» DATA IN THIS EXERCISE:
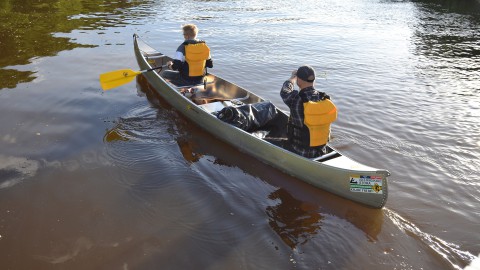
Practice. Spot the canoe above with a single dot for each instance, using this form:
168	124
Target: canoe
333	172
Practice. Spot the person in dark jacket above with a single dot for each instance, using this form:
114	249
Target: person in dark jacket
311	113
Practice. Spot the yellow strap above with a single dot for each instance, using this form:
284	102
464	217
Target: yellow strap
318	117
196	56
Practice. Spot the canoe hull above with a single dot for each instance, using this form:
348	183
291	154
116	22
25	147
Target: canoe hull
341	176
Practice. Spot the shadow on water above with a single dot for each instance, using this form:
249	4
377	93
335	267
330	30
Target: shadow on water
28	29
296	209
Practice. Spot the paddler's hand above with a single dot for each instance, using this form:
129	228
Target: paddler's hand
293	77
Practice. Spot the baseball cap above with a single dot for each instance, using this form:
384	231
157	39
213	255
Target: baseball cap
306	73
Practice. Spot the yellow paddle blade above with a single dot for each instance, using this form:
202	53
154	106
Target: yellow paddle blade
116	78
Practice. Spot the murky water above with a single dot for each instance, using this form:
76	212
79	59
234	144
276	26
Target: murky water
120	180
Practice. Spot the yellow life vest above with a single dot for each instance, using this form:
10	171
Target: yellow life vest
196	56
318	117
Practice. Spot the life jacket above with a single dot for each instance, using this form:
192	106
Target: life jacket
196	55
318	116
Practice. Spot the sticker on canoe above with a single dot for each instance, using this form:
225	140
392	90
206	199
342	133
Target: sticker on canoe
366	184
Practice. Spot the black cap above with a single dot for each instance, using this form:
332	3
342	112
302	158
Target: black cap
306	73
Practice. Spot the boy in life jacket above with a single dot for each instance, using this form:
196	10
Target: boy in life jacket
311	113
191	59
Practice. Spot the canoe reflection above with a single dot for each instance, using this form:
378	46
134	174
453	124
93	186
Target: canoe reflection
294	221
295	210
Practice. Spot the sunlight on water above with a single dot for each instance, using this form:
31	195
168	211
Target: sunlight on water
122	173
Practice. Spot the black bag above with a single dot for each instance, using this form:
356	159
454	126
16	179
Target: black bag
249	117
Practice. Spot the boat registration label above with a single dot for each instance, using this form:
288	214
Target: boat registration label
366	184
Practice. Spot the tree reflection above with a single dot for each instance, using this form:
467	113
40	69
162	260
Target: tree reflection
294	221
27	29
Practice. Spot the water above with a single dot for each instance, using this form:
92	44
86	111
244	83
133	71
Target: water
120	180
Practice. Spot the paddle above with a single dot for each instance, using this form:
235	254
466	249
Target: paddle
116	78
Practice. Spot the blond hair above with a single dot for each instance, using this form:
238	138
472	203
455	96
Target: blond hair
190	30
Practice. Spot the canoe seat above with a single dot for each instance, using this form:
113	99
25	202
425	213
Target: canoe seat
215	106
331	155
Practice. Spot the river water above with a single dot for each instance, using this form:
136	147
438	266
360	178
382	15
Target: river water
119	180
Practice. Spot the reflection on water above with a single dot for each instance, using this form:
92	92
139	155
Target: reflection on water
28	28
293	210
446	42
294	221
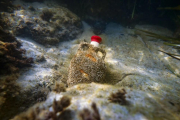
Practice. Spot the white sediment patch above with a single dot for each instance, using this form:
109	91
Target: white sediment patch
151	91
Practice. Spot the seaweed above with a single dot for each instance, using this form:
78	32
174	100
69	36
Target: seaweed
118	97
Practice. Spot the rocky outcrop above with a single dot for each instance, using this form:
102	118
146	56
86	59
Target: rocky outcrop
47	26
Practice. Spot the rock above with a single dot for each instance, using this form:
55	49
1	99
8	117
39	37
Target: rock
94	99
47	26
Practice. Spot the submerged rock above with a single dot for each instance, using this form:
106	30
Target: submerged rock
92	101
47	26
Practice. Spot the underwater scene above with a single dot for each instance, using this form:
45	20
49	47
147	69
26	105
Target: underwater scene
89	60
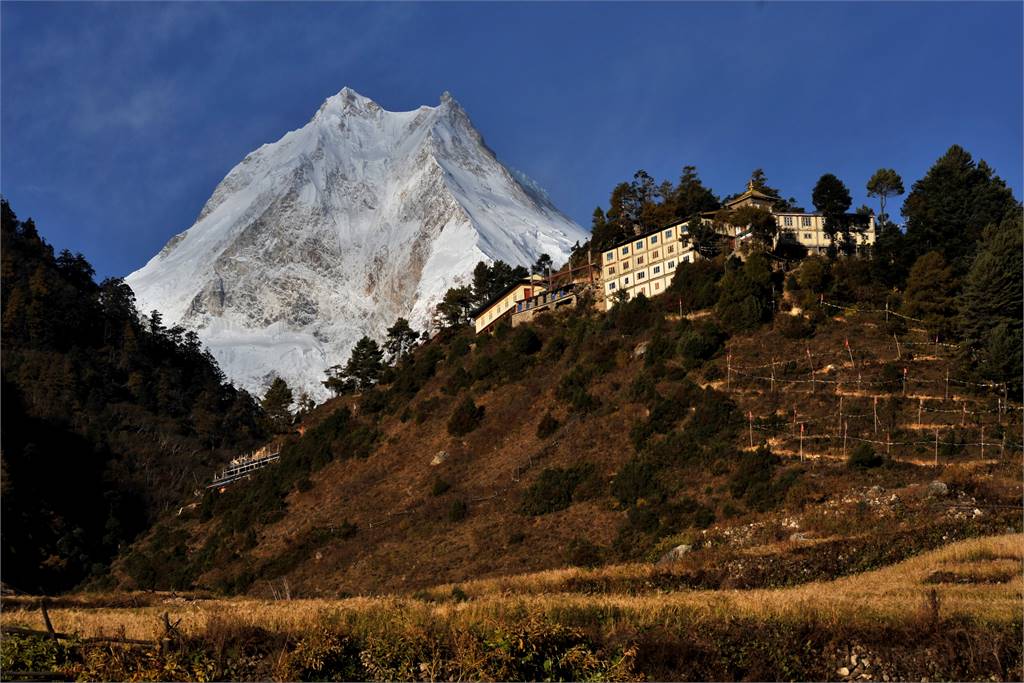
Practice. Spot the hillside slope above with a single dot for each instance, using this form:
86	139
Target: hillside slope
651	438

* * *

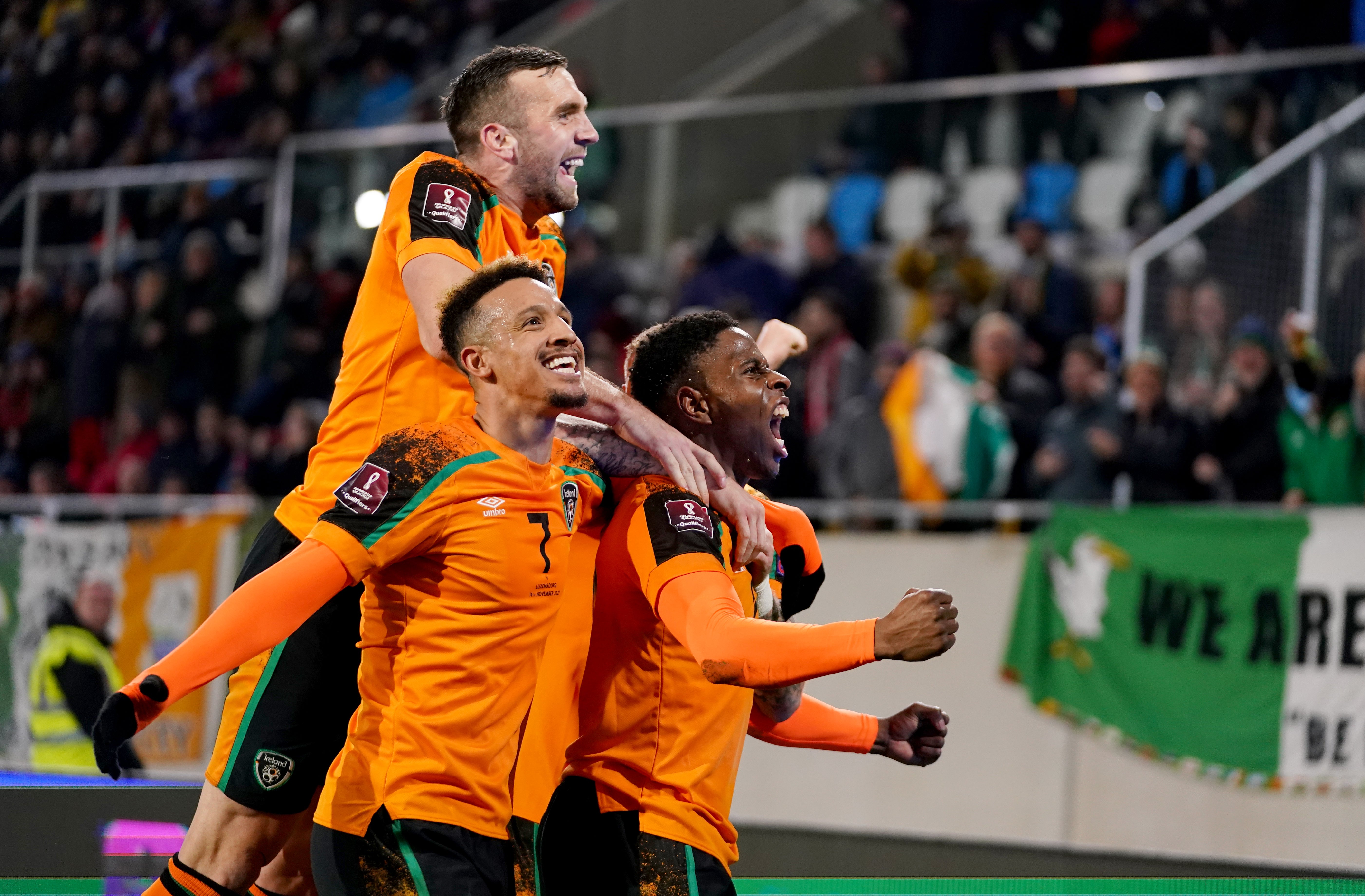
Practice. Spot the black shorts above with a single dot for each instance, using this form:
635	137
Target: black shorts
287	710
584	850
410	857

* * *

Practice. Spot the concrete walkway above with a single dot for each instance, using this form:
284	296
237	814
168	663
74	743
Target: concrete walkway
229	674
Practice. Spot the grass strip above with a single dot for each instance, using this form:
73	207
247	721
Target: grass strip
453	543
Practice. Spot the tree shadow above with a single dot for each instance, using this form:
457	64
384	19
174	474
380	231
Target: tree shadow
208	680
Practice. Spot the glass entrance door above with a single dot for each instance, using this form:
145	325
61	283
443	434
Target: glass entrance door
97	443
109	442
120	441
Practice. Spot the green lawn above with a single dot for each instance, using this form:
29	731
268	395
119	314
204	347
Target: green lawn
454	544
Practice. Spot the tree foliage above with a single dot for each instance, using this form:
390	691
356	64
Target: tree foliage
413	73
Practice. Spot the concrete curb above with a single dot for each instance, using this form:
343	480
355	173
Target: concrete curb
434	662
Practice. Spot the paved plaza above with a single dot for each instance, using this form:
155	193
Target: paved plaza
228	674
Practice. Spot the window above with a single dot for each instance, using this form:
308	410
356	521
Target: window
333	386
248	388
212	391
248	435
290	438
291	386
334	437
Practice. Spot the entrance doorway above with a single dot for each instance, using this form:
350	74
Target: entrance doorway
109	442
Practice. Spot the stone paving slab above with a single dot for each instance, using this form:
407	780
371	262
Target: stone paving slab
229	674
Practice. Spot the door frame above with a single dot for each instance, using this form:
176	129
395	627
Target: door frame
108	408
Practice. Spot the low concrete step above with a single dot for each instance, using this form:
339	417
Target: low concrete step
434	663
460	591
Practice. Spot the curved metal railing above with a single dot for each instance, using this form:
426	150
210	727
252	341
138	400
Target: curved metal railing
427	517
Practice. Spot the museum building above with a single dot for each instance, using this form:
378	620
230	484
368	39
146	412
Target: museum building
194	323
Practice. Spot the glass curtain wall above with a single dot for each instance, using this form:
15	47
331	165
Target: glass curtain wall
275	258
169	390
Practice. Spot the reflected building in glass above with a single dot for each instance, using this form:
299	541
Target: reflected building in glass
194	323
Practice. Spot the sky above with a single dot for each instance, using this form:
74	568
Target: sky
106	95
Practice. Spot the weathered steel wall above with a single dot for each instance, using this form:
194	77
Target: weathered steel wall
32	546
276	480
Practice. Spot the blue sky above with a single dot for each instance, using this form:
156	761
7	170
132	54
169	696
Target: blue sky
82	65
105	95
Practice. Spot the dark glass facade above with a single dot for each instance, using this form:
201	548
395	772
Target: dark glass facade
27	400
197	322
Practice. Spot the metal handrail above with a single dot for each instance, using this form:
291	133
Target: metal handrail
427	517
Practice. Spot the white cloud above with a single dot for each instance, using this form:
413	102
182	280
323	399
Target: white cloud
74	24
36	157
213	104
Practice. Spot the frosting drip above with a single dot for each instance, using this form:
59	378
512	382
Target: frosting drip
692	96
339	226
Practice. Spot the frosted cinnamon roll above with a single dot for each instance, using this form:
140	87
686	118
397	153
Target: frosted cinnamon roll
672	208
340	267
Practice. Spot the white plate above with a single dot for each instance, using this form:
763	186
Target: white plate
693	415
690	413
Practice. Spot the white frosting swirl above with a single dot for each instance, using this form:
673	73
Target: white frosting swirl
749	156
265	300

» WORK TO COMPLETE: Could you restate word for word the lines above, from the one that contains "Practice. Spot the concrete curb" through the one that contains "Practice. Spot the dark", and no others?

» TASK SOLUTION:
Practice. Spot the concrete curb above with a single dot for each instance, using this form:
343	480
355	173
Target: concrete curb
434	662
Practice. Spot the paved plaza above with a single dot for each instance, using this form:
155	193
Target: paved plaza
228	674
Practice. Spot the window above with a single dot for each instance, using this form:
308	410
356	521
Target: window
333	386
248	388
212	391
248	435
290	438
291	386
334	437
Practice. Spot the entrance doorway above with a single dot for each instance, using this form:
350	74
Target: entrance doorway
109	442
Practice. Spot the stone paving slab above with a single dot for each instance, using this form:
407	780
371	262
Target: stone paving slab
229	674
Practice. Spot the door frame above with a single dot for each instance, using this form:
176	129
395	627
Target: door frame
108	408
Practice. Spot the low concrete step above with a single dot for each instance, using this form:
339	417
Target: low concrete step
434	663
460	591
Practice. Spot the curved metal railing above with a single dot for each instance, using this form:
426	150
210	727
252	341
138	400
Target: curved metal railing
427	517
Practice. Spot the museum building above with a single dot for each instance, using this form:
378	620
230	484
368	39
146	412
Target: museum building
194	323
Practice. Spot the glass curtain wall above with a single dot for each instance, using this form:
15	47
331	165
Target: glass curtain wall
275	258
169	390
Practice. Spot the reflected building in glass above with a single dot for each instance, using this form:
299	541
Target: reflected building in glass
194	323
Practice. Spot the sky above with a single dot for each instance, using this form:
74	568
Target: sky
106	95
Practice. Spot the weathered steel wall above with a single dot for each instance, using this form:
194	77
Target: weathered steel wall
32	546
276	480
Practice. Spot the blue sky above with a single dot for each instance, using this form:
156	761
7	170
132	54
169	696
Target: blue sky
82	65
105	95
Practice. Spot the dark glass facade above with a single dot for each instance, using this form:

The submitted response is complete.